■ Using the information:
[1] Condense the paragraph of the post that begins "In the spirit of sceptical inquiry" into a short bulleted list that keeps its main facts.
[2] Reproduce the stretch of the post from "Interestingly, not even" through "of basic comprehension.", with "comments thread" changed to "discussion thread".

START Excerpt provided

Oz meltdown: Quiggin edition

Reading the latest delusionist nonsense at the Oz (from William Kininmonth) I was surprised, to put it mildly, to find myself quoted as an authority for the proposition that

mainstream science is on the verge of being overturned by the efforts of a group of dedicated amateurs

Readers may recall that what I actually wrote in the Fin last week was

While most media outlets give at least some space to these conspiracy theorists, the central role has been played by The Australian. Not only its opinion columnists (with a handful of honorable exceptions) and its editorials, but even its news reporting is dominated by the idea that mainstream science is on the verge of being overturned by the efforts of a group of dedicated amateurs, publishing their findings not in the peer-reviewed literature but through blogs, thinktanks and vanity presses

Interestingly, not even the keenest delusionists in the comments thread managed to construe this as a suggestion that amateur climate ‘science’ was actually a serious threat to the real thing. I’ll be interested to see how they manage to endorse or excuse Kininmonth here, and if any of them are actually willing to admit that one of their seemingly more reputable authorities (unlike the usual run of drama critics, dotty peers, retired mining executives and so on, Kininmonth has held an impressive range of positions and even, though mostly in the distant past, published some real peer-reviewed research ) has either been deliberately doctoring quotes or is incapable of basic comprehension.

In the spirit of sceptical inquiry, I’m not jumping to conclusions about the Oz itself on this one. Opinion editors rarely fact check their columnists, and on one memorable occasion back in the Tom Switzer era, reader Terje Peterson managed to elicit a correction from Janet Albrechtsen after a team effort here demonstrated that one of her columns was based on a misreading of statistics.

END Excerpt provided
START Information provided

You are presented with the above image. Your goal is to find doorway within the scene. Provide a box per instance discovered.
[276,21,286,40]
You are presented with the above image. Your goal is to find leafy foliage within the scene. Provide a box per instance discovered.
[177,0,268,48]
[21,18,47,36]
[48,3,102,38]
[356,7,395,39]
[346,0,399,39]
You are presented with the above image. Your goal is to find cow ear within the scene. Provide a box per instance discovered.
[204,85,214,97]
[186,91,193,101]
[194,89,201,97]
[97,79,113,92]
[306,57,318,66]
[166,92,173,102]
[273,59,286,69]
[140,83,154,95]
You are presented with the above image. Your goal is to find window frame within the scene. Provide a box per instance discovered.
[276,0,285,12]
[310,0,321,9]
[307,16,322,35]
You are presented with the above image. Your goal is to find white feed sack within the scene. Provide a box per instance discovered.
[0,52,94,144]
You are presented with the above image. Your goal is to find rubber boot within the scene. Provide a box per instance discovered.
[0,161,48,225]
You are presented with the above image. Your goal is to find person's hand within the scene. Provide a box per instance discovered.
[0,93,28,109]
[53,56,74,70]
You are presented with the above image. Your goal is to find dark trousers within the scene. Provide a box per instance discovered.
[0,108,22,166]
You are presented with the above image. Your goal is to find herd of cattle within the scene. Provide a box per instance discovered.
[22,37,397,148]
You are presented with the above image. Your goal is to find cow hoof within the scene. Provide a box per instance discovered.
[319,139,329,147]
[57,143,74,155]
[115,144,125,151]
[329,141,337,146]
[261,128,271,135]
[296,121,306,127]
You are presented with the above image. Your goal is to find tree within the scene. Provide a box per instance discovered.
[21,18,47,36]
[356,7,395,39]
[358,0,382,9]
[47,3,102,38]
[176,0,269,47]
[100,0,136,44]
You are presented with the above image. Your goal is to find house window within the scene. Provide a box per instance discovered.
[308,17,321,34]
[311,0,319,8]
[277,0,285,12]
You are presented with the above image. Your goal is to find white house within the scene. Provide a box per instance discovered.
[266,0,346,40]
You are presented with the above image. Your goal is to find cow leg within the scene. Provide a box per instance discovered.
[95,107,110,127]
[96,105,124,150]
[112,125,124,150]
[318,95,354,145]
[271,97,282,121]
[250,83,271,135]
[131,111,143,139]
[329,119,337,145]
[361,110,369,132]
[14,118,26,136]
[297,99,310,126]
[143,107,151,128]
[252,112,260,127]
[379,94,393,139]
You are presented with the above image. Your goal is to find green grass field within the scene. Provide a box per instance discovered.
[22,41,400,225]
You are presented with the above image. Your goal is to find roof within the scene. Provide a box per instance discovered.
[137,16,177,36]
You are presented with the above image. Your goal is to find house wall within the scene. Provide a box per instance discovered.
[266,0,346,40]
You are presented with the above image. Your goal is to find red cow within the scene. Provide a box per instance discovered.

END Information provided

■ Answer set:
[1]
- The writer isn't drawing conclusions about the Oz itself over this incident.
- Opinion editors rarely fact-check their columnists.
- In the Tom Switzer era, reader Terje Peterson got a correction from Janet Albrechtsen.
- That correction followed a team effort on this site showing that one of her columns misread statistics.

[2]
Interestingly, not even the keenest delusionists in the discussion thread managed to construe this as a suggestion that amateur climate ‘science’ was actually a serious threat to the real thing. I’ll be interested to see how they manage to endorse or excuse Kininmonth here, and if any of them are actually willing to admit that one of their seemingly more reputable authorities (unlike the usual run of drama critics, dotty peers, retired mining executives and so on, Kininmonth has held an impressive range of positions and even, though mostly in the distant past, published some real peer-reviewed research ) has either been deliberately doctoring quotes or is incapable of basic comprehension.